Exercise instructions: Look through the material and tally each line bearing the word "person". Give only the total.

Data for analysis:
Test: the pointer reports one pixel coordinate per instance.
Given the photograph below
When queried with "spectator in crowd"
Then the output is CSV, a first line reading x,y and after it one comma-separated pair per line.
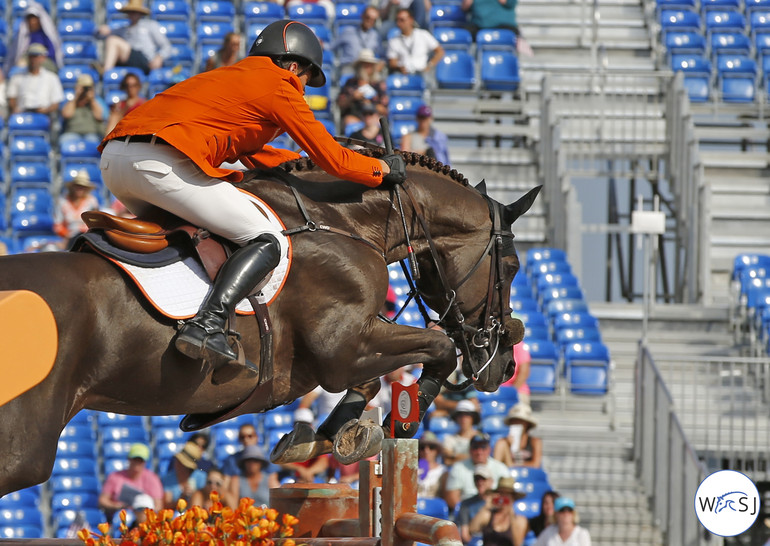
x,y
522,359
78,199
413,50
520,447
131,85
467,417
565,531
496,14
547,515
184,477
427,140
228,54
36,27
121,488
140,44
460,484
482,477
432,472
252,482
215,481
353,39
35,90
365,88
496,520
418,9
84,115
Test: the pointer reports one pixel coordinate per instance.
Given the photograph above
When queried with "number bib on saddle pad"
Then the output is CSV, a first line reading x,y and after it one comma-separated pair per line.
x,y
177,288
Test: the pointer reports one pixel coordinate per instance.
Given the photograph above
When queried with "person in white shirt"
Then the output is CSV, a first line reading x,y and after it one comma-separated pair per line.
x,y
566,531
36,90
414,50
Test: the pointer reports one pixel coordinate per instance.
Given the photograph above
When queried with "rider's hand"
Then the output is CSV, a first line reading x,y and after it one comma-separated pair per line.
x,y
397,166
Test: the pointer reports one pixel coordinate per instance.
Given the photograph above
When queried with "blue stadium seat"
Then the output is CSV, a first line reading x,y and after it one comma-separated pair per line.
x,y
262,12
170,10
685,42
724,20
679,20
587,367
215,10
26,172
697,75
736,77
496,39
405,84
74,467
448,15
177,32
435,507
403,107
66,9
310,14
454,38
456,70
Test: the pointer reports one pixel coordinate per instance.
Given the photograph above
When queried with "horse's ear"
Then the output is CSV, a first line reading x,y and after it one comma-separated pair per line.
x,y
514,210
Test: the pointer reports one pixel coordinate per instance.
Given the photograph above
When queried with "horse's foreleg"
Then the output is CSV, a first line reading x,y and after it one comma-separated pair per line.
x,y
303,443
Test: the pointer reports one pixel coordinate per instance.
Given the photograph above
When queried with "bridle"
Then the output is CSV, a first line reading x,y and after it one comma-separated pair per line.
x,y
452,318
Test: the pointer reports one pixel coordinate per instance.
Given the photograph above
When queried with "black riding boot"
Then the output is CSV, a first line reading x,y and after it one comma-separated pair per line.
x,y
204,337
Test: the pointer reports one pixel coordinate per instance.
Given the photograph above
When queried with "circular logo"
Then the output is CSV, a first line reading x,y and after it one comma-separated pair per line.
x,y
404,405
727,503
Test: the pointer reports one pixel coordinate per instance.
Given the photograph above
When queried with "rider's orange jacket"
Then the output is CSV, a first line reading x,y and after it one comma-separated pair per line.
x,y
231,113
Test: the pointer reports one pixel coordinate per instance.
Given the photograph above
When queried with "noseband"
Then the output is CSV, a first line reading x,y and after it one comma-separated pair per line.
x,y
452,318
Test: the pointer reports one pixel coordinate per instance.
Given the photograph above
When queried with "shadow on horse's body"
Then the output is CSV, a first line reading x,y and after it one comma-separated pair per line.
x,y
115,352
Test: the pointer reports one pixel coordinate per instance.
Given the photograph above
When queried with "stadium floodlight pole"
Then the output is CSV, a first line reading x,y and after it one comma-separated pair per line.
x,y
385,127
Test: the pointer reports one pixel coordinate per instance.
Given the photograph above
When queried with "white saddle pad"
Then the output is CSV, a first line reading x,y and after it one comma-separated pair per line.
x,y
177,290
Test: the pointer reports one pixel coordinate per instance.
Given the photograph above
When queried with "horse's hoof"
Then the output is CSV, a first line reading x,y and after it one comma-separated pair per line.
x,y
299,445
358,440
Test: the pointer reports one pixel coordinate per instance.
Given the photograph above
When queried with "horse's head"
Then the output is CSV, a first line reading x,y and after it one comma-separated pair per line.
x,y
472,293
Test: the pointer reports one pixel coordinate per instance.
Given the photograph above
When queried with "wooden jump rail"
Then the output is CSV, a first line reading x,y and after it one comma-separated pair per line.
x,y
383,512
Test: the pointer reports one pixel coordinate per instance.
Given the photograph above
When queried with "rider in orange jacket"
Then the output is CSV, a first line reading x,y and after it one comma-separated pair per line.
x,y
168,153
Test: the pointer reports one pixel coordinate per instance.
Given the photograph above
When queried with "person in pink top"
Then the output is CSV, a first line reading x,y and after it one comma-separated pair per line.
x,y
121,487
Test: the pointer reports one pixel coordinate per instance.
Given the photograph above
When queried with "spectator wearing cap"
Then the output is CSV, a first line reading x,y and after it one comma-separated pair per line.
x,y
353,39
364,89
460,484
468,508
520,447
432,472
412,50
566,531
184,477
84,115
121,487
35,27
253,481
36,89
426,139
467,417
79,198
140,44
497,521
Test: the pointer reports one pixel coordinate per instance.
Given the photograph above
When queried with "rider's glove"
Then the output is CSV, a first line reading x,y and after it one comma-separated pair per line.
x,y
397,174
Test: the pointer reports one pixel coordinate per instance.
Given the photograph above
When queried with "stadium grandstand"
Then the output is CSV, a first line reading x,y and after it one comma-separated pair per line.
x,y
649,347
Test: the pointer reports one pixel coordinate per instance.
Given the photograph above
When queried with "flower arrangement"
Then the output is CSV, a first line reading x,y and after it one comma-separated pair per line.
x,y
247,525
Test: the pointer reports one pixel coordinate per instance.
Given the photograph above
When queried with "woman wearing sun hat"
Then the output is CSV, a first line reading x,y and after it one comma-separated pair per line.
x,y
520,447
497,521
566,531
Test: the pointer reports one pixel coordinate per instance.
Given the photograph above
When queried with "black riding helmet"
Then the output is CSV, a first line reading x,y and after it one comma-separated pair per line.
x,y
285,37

Answer to the problem: 2